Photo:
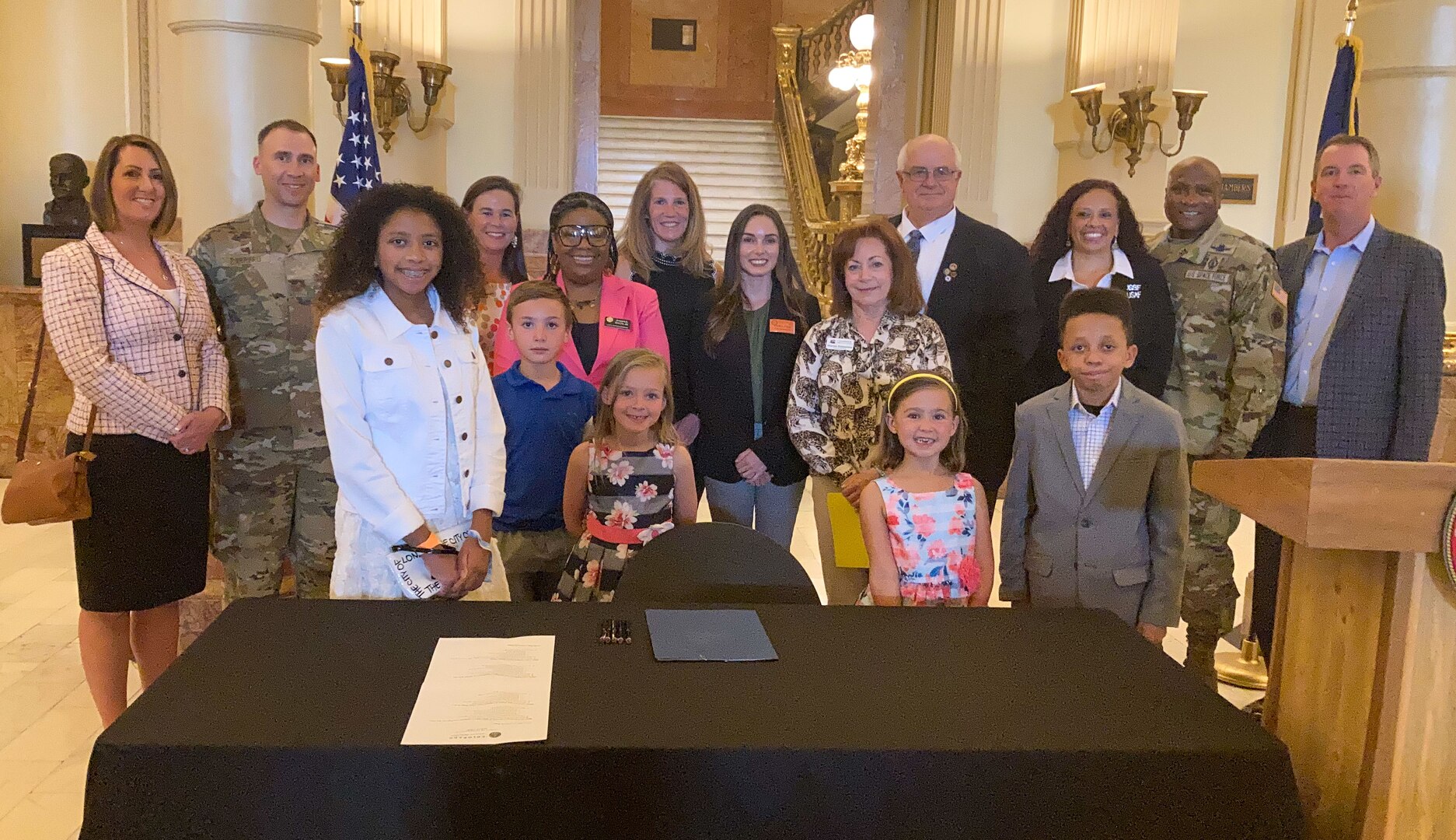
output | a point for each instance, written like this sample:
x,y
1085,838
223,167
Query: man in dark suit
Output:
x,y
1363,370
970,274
---*---
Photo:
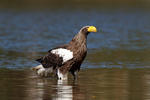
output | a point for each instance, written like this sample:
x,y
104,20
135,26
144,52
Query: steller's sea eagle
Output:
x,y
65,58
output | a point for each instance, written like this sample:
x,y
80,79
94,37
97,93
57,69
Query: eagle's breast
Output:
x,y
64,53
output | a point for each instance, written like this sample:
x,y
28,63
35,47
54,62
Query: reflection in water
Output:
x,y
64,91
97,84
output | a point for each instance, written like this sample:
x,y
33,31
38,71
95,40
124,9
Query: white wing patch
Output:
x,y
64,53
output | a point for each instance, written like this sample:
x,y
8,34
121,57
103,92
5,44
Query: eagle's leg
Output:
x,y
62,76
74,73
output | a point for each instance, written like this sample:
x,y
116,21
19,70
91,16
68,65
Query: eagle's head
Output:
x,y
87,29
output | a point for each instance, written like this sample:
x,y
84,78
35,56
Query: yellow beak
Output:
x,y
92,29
---*---
Task
Pick out every line above that contains the string "eagle", matching case exactly, and copy each one.

Solution below
Query: steller's sea eagle
Query: eagle's breast
Query: eagle's leg
Query: eagle's head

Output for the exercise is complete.